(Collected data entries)
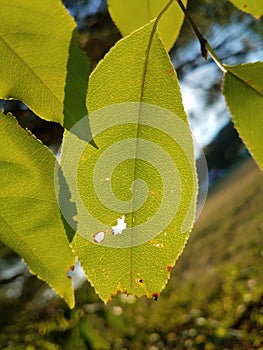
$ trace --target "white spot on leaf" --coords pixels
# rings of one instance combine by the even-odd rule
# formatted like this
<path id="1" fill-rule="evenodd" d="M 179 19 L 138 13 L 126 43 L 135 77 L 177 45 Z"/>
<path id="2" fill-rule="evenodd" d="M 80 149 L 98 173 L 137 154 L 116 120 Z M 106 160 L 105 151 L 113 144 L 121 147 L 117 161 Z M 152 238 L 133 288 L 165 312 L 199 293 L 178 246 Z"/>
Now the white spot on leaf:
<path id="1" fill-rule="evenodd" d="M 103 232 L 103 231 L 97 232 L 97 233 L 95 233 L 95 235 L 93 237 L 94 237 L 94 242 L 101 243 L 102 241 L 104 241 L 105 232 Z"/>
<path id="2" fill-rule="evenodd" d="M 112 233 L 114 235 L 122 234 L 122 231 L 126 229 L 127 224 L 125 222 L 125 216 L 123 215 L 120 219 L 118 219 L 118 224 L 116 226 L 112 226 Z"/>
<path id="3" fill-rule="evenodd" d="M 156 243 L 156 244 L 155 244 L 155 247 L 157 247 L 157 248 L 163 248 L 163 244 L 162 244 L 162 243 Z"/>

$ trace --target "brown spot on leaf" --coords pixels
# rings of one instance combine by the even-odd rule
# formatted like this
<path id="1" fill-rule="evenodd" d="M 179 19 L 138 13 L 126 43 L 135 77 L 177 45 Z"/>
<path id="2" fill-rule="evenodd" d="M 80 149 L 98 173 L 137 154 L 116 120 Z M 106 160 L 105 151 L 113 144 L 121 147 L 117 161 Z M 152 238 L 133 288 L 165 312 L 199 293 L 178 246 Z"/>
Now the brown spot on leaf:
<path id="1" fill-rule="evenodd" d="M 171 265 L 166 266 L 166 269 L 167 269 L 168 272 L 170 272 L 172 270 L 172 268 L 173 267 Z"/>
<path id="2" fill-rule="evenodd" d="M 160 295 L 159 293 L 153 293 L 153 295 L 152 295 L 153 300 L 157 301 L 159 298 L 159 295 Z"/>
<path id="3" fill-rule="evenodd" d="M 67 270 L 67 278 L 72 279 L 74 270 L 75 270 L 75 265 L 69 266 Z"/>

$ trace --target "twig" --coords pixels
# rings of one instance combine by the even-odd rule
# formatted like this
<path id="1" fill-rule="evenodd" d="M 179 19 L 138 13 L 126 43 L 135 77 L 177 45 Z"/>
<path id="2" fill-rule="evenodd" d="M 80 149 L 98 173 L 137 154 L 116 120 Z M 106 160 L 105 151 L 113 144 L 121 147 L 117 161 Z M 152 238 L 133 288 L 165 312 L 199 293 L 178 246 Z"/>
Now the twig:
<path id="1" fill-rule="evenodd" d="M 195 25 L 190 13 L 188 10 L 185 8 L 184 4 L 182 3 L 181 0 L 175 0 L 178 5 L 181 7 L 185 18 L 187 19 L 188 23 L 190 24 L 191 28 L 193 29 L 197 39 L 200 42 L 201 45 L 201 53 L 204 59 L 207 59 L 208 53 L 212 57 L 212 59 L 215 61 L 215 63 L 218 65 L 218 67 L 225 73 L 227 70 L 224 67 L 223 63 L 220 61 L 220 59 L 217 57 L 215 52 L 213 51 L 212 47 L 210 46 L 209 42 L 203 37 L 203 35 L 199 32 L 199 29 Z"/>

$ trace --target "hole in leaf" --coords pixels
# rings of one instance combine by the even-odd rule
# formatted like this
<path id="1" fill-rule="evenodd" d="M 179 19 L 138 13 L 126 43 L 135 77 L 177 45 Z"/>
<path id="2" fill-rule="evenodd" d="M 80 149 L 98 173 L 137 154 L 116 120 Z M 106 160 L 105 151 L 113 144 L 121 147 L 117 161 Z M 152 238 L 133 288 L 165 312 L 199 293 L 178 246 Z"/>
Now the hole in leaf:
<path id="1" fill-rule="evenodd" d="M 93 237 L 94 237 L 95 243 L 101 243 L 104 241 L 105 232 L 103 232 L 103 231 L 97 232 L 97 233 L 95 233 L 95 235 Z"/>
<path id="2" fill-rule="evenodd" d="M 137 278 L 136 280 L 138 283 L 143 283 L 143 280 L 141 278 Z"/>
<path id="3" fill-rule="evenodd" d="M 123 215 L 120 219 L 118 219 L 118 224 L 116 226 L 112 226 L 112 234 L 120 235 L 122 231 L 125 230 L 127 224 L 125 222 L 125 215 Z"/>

EXERCISE OBJECTIVE> Look through the records above for the word "trace" and state how many lines contain it, giving the number alone.

WRITTEN SOLUTION> 4